- **Free-text object descriptions**:
++++++++

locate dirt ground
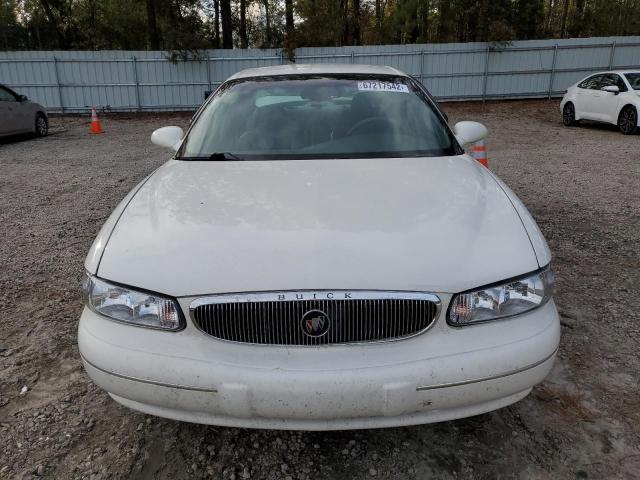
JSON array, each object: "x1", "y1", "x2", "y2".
[{"x1": 1, "y1": 100, "x2": 639, "y2": 480}]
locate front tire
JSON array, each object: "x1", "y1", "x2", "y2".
[
  {"x1": 35, "y1": 113, "x2": 48, "y2": 137},
  {"x1": 562, "y1": 103, "x2": 577, "y2": 126},
  {"x1": 618, "y1": 106, "x2": 638, "y2": 135}
]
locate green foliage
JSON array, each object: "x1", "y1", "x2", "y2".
[
  {"x1": 0, "y1": 1, "x2": 26, "y2": 49},
  {"x1": 0, "y1": 0, "x2": 638, "y2": 51}
]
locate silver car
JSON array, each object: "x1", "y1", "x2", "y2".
[{"x1": 0, "y1": 84, "x2": 48, "y2": 138}]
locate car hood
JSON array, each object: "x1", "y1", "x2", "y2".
[{"x1": 97, "y1": 156, "x2": 539, "y2": 297}]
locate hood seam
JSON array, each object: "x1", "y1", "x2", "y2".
[
  {"x1": 95, "y1": 167, "x2": 161, "y2": 275},
  {"x1": 485, "y1": 168, "x2": 541, "y2": 268}
]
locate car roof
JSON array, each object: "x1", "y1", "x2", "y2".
[
  {"x1": 227, "y1": 63, "x2": 407, "y2": 81},
  {"x1": 584, "y1": 70, "x2": 640, "y2": 77}
]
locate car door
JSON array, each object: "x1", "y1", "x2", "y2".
[
  {"x1": 575, "y1": 74, "x2": 604, "y2": 119},
  {"x1": 592, "y1": 74, "x2": 627, "y2": 124},
  {"x1": 0, "y1": 86, "x2": 19, "y2": 135},
  {"x1": 11, "y1": 88, "x2": 35, "y2": 132},
  {"x1": 0, "y1": 86, "x2": 33, "y2": 134}
]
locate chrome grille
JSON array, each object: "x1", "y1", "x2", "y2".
[{"x1": 190, "y1": 291, "x2": 440, "y2": 345}]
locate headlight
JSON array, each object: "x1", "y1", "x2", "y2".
[
  {"x1": 83, "y1": 274, "x2": 182, "y2": 331},
  {"x1": 448, "y1": 266, "x2": 554, "y2": 326}
]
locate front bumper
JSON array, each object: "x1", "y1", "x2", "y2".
[{"x1": 78, "y1": 299, "x2": 560, "y2": 430}]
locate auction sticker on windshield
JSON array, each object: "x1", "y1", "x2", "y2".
[{"x1": 357, "y1": 81, "x2": 409, "y2": 93}]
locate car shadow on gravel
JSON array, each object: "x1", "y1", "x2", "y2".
[
  {"x1": 0, "y1": 131, "x2": 67, "y2": 146},
  {"x1": 0, "y1": 133, "x2": 39, "y2": 145},
  {"x1": 571, "y1": 121, "x2": 635, "y2": 134}
]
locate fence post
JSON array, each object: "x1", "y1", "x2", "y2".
[
  {"x1": 280, "y1": 51, "x2": 284, "y2": 65},
  {"x1": 52, "y1": 56, "x2": 64, "y2": 113},
  {"x1": 482, "y1": 45, "x2": 490, "y2": 102},
  {"x1": 351, "y1": 51, "x2": 355, "y2": 64},
  {"x1": 548, "y1": 44, "x2": 558, "y2": 99},
  {"x1": 206, "y1": 54, "x2": 212, "y2": 91},
  {"x1": 132, "y1": 57, "x2": 141, "y2": 112},
  {"x1": 420, "y1": 50, "x2": 425, "y2": 84},
  {"x1": 608, "y1": 41, "x2": 617, "y2": 70}
]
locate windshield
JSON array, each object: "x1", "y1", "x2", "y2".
[
  {"x1": 624, "y1": 73, "x2": 640, "y2": 90},
  {"x1": 179, "y1": 75, "x2": 459, "y2": 160}
]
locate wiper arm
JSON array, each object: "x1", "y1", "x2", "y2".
[{"x1": 208, "y1": 152, "x2": 244, "y2": 161}]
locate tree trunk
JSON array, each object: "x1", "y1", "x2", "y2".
[
  {"x1": 263, "y1": 0, "x2": 271, "y2": 47},
  {"x1": 146, "y1": 0, "x2": 160, "y2": 49},
  {"x1": 339, "y1": 0, "x2": 349, "y2": 45},
  {"x1": 436, "y1": 0, "x2": 452, "y2": 42},
  {"x1": 214, "y1": 0, "x2": 220, "y2": 48},
  {"x1": 220, "y1": 0, "x2": 233, "y2": 48},
  {"x1": 571, "y1": 0, "x2": 584, "y2": 36},
  {"x1": 87, "y1": 0, "x2": 96, "y2": 49},
  {"x1": 476, "y1": 0, "x2": 489, "y2": 41},
  {"x1": 560, "y1": 0, "x2": 570, "y2": 38},
  {"x1": 457, "y1": 8, "x2": 465, "y2": 42},
  {"x1": 240, "y1": 0, "x2": 248, "y2": 48},
  {"x1": 285, "y1": 0, "x2": 294, "y2": 57},
  {"x1": 353, "y1": 0, "x2": 361, "y2": 45},
  {"x1": 375, "y1": 0, "x2": 382, "y2": 43},
  {"x1": 543, "y1": 0, "x2": 552, "y2": 35},
  {"x1": 419, "y1": 0, "x2": 429, "y2": 42},
  {"x1": 35, "y1": 24, "x2": 42, "y2": 49}
]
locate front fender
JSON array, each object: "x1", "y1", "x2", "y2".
[{"x1": 84, "y1": 171, "x2": 158, "y2": 274}]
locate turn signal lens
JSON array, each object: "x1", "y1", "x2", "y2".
[
  {"x1": 448, "y1": 266, "x2": 554, "y2": 326},
  {"x1": 83, "y1": 274, "x2": 182, "y2": 331}
]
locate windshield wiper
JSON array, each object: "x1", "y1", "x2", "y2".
[{"x1": 208, "y1": 152, "x2": 244, "y2": 161}]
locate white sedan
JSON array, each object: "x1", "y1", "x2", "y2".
[
  {"x1": 560, "y1": 70, "x2": 640, "y2": 134},
  {"x1": 79, "y1": 64, "x2": 560, "y2": 430}
]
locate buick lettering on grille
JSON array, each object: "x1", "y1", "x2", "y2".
[
  {"x1": 189, "y1": 290, "x2": 440, "y2": 346},
  {"x1": 276, "y1": 292, "x2": 353, "y2": 301}
]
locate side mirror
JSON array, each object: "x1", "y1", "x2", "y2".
[
  {"x1": 453, "y1": 121, "x2": 487, "y2": 146},
  {"x1": 602, "y1": 85, "x2": 620, "y2": 94},
  {"x1": 151, "y1": 126, "x2": 184, "y2": 151},
  {"x1": 18, "y1": 94, "x2": 28, "y2": 102}
]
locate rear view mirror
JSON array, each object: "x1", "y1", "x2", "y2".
[
  {"x1": 453, "y1": 121, "x2": 487, "y2": 146},
  {"x1": 151, "y1": 126, "x2": 184, "y2": 151},
  {"x1": 18, "y1": 94, "x2": 28, "y2": 102},
  {"x1": 602, "y1": 85, "x2": 620, "y2": 94}
]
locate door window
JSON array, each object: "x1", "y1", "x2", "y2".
[
  {"x1": 624, "y1": 73, "x2": 640, "y2": 90},
  {"x1": 600, "y1": 74, "x2": 627, "y2": 92},
  {"x1": 0, "y1": 87, "x2": 17, "y2": 102},
  {"x1": 578, "y1": 75, "x2": 604, "y2": 90}
]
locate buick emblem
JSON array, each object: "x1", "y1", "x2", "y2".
[{"x1": 301, "y1": 310, "x2": 330, "y2": 337}]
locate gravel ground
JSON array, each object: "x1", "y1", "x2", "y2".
[{"x1": 1, "y1": 100, "x2": 639, "y2": 480}]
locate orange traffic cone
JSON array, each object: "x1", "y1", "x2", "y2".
[
  {"x1": 89, "y1": 107, "x2": 103, "y2": 134},
  {"x1": 472, "y1": 140, "x2": 488, "y2": 168}
]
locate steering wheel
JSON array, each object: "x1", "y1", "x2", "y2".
[{"x1": 346, "y1": 116, "x2": 399, "y2": 136}]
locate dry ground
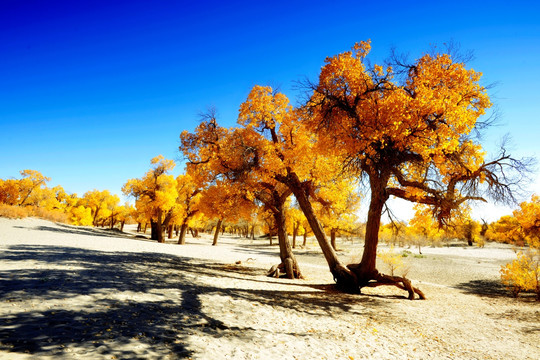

++++++++

One number is the whole answer: how many lines in the records contain "wiper".

- **TASK ANSWER**: 2